WORK INSTRUCTION — Whichever lines include the word "woman", copy them as they appear in the data.

--- DATA RECORDS ---

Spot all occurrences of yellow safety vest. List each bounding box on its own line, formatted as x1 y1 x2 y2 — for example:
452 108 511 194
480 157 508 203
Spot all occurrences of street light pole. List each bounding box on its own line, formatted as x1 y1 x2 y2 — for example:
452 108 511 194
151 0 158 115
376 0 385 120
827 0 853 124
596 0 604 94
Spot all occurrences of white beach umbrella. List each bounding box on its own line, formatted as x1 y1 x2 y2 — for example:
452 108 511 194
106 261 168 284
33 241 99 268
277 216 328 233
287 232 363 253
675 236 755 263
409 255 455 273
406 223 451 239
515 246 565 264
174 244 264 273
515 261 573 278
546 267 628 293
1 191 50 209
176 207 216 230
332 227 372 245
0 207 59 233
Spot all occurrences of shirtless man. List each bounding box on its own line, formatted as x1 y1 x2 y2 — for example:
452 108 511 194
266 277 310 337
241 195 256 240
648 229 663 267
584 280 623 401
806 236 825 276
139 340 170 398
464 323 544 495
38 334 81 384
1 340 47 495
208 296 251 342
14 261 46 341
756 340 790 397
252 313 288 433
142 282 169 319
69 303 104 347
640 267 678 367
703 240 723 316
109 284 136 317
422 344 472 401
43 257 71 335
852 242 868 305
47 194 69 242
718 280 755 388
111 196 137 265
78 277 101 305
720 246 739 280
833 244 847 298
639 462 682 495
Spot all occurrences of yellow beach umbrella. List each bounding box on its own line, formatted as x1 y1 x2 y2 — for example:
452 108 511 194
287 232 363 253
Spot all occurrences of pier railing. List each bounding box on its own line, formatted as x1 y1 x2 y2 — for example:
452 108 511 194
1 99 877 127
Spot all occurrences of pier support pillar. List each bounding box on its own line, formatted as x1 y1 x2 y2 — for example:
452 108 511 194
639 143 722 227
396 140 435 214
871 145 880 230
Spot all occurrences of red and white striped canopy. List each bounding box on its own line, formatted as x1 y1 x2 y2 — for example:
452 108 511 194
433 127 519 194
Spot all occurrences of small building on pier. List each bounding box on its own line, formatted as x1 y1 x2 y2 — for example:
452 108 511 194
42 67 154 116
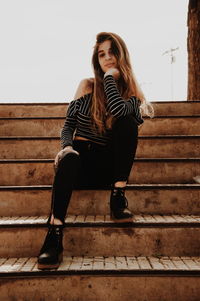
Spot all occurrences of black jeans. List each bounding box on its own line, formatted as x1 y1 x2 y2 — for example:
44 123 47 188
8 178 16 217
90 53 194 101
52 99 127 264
47 114 138 224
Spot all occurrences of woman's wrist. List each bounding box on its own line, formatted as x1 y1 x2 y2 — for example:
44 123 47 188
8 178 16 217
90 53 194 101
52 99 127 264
104 68 120 80
63 145 73 150
104 72 112 78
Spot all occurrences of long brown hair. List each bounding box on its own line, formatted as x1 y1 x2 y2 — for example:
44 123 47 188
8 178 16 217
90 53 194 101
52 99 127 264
91 32 153 133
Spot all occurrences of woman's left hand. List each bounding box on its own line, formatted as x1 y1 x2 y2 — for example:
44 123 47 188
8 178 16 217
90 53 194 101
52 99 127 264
54 146 79 171
104 68 120 80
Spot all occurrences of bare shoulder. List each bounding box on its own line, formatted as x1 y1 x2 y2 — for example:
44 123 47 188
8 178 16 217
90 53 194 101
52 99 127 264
73 78 94 99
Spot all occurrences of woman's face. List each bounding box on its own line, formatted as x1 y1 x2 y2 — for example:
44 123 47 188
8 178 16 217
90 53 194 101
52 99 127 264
98 40 118 73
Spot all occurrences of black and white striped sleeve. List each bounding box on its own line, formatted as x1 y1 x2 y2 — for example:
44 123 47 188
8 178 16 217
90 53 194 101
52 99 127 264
60 99 79 148
104 74 144 124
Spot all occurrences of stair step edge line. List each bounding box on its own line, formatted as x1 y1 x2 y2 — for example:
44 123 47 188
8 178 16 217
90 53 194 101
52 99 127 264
1 158 200 163
0 184 200 190
0 255 200 277
0 215 199 228
0 115 200 120
1 135 200 140
0 269 200 278
0 100 200 104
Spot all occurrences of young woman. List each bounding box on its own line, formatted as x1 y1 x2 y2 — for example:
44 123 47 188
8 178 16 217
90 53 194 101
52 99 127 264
37 32 153 270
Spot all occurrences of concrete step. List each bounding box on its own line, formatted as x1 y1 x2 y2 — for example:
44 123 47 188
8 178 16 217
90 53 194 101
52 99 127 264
1 255 200 276
0 158 199 185
153 101 200 116
0 103 68 118
0 215 200 258
1 135 200 159
0 184 199 216
0 116 200 136
0 101 200 117
0 256 199 301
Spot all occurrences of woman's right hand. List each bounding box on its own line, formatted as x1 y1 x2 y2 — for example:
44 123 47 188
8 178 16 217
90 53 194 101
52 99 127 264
54 146 79 170
104 68 120 80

---

RESULT —
Spot all occurrences of woman's wrist. List each bounding box on its own line, formatted as x1 y1 x2 y2 — for example:
Spot all occurrences of woman's left hand. List each bounding box on its own line, formatted as x1 y1 x2 y2 — for example:
Spot all occurrences of woman's face. List each bounding box on its own line, formatted as x1 y1 x2 y2 — for example:
Spot all occurrences of young woman. List each bounding box on its own line, formatted as x1 y1 x2 y2 — for example:
Spot all occurrences of woman's right hand. List each bounding box on its own line, formatted as x1 y1 x2 y2 — for example:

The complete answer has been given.